→ Document passage
★ ★ ★ ★ ★ ★ ★

August 29.—Left Vevey by an early train for Sierre. The line passes by Montreux, Villeneuve (where it leaves the eastern extremity of the lake of Geneva), Aigle, Bex, St. Maurice, Martigny, and Sion. At Sierre we took the diligence for Visp. This part of the valley of the Rhone is a long delta, which in the lapse of ages has been formed by the débris brought down by the Rhone, and the lateral torrents from the mountains. Much of it is swampy, and full of reeds. Some of this, one cannot but suppose, might be made good serviceable land by cutting channels for the water, and raising the surface of the land with the materials thus gained. Indian corn grows here very luxuriantly. It is a large variety; some of the stems had three cobs. This, the potatoes, and the tobacco—of which, or, at all events, of the smoke of which, we saw much—in thought connected the scene before us with the New World.
Between Sierre and Visp there are a great many large mounds in the valley. The side of these mounds which looks up the valley is always rounded. The face which looks down the valley, is sometimes rocky and precipitous. This difference must be the effect of former glacier action, at a time when the whole valley, down to Geneva, was the bed of a glacier, which planed off and rounded only that side of the mound against which it moved and worked. Above Visp the land is very poor, consisting chiefly of cretaceous detrital matter. This is covered with a pine forest, a great part of which is composed of Scotch fir, the old ones being frequently decorated with tufts of mistletoe.

★ ★ ★ ★ ★ ★ ★

→ Set task
In the Rhone valley journal entry, which tree makes up a great part of the pine forest above Visp? Please answer briefly.

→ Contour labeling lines

★ ★ ★ ★ ★ ★ ★

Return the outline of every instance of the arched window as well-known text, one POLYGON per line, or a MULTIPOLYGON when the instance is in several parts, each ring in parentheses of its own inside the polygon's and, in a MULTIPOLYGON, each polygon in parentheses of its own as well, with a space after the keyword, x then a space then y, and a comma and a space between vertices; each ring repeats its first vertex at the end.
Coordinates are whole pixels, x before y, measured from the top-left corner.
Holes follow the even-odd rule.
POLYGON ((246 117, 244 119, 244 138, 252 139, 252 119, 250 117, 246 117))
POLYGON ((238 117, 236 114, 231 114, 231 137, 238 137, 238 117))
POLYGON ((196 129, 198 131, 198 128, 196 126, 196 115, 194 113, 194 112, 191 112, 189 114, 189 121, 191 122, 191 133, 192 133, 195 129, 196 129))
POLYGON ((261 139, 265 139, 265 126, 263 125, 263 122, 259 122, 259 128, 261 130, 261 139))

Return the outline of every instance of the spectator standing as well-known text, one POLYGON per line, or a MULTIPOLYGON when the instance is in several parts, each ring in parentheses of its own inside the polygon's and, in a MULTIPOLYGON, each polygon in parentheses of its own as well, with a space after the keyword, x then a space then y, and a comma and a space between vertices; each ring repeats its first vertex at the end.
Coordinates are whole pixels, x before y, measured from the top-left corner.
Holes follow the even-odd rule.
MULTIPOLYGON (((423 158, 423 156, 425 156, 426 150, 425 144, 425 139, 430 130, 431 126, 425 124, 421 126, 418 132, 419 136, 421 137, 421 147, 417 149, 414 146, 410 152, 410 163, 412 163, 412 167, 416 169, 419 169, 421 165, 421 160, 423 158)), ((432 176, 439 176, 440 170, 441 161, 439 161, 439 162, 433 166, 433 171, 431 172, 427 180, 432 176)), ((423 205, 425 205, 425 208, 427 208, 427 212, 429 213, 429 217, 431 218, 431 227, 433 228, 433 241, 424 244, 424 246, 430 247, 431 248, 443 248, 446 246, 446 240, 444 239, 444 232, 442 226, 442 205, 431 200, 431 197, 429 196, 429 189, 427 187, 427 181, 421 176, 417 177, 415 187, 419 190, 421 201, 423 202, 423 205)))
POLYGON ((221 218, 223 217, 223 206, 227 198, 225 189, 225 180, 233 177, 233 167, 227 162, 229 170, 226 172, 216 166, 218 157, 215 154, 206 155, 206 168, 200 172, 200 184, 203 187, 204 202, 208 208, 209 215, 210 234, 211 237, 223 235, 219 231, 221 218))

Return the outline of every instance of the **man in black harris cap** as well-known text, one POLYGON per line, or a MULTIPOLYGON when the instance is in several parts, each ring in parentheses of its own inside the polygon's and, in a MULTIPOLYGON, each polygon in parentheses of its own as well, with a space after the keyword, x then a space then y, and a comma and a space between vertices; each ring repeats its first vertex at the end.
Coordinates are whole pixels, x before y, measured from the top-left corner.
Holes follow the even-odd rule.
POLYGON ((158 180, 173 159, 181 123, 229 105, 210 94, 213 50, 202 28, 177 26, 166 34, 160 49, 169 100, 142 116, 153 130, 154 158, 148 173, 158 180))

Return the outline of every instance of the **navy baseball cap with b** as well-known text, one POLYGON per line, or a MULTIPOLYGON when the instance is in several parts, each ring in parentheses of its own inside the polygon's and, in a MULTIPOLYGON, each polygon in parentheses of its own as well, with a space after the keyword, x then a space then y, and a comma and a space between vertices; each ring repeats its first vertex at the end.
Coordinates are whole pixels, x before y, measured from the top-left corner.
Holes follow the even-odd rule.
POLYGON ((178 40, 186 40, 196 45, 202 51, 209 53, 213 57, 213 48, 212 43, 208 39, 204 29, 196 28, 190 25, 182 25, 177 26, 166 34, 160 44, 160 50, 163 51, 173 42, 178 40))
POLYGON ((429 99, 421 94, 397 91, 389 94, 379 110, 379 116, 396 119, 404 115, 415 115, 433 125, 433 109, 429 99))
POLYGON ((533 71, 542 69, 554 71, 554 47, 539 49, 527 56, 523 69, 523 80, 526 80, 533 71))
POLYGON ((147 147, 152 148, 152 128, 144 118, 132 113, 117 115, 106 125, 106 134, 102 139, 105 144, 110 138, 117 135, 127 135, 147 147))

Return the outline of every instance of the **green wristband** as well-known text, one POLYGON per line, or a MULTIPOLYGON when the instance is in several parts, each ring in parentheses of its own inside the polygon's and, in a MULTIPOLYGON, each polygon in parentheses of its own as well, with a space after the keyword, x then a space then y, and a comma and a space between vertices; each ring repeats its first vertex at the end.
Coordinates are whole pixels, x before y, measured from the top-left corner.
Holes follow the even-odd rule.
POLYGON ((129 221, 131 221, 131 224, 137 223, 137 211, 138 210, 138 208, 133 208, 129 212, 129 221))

★ ★ ★ ★ ★ ★ ★

→ Task response
Scotch fir.